(AIM OF THE EXERCISE): Leave every picture out and return the rest of the listing verbatim.

(STUDY MATERIAL):
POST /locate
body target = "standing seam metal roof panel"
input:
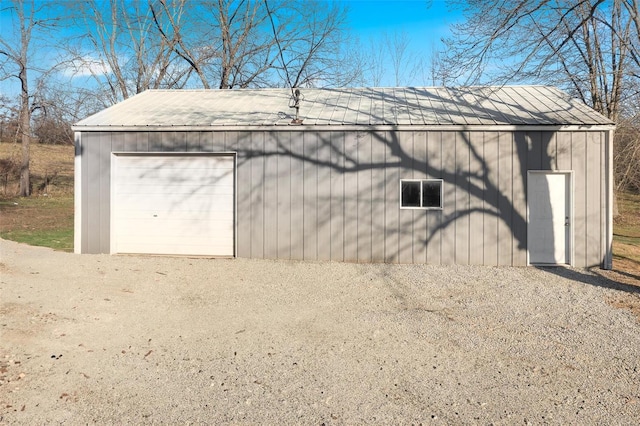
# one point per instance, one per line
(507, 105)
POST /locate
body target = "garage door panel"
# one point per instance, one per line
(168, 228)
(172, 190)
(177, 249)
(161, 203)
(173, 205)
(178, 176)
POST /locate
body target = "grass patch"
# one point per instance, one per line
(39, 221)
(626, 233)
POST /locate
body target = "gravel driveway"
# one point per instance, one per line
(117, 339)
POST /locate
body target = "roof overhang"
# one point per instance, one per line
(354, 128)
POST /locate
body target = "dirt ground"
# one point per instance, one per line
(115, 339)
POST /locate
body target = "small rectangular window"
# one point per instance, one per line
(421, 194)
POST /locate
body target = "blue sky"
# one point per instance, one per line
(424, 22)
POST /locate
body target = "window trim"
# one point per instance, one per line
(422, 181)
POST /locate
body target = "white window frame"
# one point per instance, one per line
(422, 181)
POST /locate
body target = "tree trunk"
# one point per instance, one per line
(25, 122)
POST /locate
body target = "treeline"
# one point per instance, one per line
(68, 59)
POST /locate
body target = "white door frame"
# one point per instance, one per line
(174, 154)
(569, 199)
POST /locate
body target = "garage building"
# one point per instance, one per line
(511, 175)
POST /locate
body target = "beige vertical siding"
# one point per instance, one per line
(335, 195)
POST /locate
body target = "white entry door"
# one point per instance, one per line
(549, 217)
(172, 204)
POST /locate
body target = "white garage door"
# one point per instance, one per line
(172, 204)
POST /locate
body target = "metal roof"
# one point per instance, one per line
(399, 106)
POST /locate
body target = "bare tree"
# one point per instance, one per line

(ANSWER FOR THE TASK):
POST /locate
body target = "standing seam metal roof panel"
input:
# one point per instance, one per line
(507, 105)
POST /locate
body target = "garage door panel"
# one point per instance, one per line
(168, 228)
(172, 190)
(177, 249)
(161, 203)
(173, 205)
(178, 176)
POST /locate
body target = "grass patch"
# one point per instance, one per line
(39, 221)
(626, 233)
POST /locate
body target = "gravel driveway"
# one point per instance, one per line
(117, 339)
POST /locate
body target = "roof overhang"
# one point per instance, one per line
(354, 128)
POST /locate
body target = "dirt ground"
# one point per instance, one per line
(115, 339)
POST /locate
body target = "small rectangular window"
# one point per instance, one per line
(421, 194)
POST /locate
body target = "blue sky"
# one point per instance, one per line
(424, 22)
POST /locate
body target = "window trim"
# one point per instance, one per line
(422, 181)
POST /locate
body target = "white window frame"
# one point per instance, one per line
(422, 181)
POST /locate
body target = "tree trunk"
# one point per instance, one per line
(25, 122)
POST /locate
body target = "treeline"
# one point per instance, one per line
(68, 59)
POST /locate
body target = "white door frame"
# one point per instance, one per line
(174, 154)
(569, 199)
POST /locate
body target = "garage building"
# one point per instance, one per line
(511, 175)
POST /locate
body target = "beige vertical siding"
# one point per instance, one per line
(335, 195)
POST /locate
body target = "white entry door"
# one point per instance, one per line
(549, 217)
(172, 204)
POST /locate
body target = "white garage door"
# one point per instance, one per line
(172, 204)
POST /locate
body target = "metal roof"
# one point per instance, one per line
(399, 106)
POST /locate
body target = "bare tree"
# one point per instance, one per line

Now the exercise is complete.